• _HOW TO COMPLETE THIS TASK_: Only lines containing the string "elongated" belong in the answer; find them in the records and copy them.

• _INPUT FOR THIS TASK_:
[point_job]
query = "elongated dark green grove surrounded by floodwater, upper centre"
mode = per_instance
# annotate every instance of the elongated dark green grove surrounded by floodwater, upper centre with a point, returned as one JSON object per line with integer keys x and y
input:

* * *

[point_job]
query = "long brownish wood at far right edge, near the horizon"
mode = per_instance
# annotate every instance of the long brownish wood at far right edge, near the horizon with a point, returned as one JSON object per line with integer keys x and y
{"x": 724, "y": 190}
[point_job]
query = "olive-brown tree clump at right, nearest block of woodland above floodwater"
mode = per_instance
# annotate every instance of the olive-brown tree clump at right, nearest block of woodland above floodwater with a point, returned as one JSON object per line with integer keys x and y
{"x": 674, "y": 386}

* * *

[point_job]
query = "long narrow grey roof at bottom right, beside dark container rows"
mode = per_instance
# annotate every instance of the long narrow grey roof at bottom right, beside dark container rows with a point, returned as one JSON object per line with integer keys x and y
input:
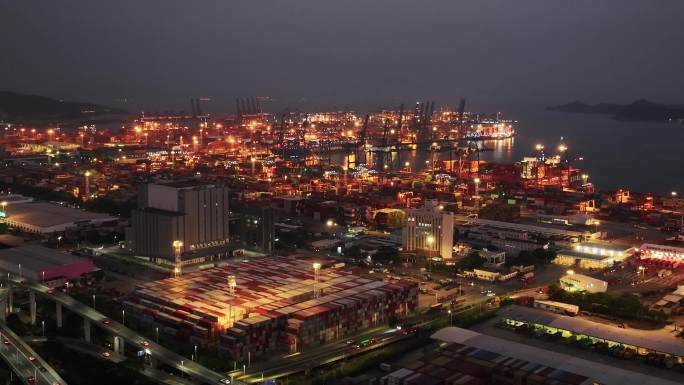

• _SOLUTION TO THIS PROBLEM_:
query = "elongated dark green grove surrounded by floodwater, upper centre"
# annotate every instance of the elongated dark green grove surrounded by floodwater, upper centre with a point, returned as one JSON object per line with integer keys x and y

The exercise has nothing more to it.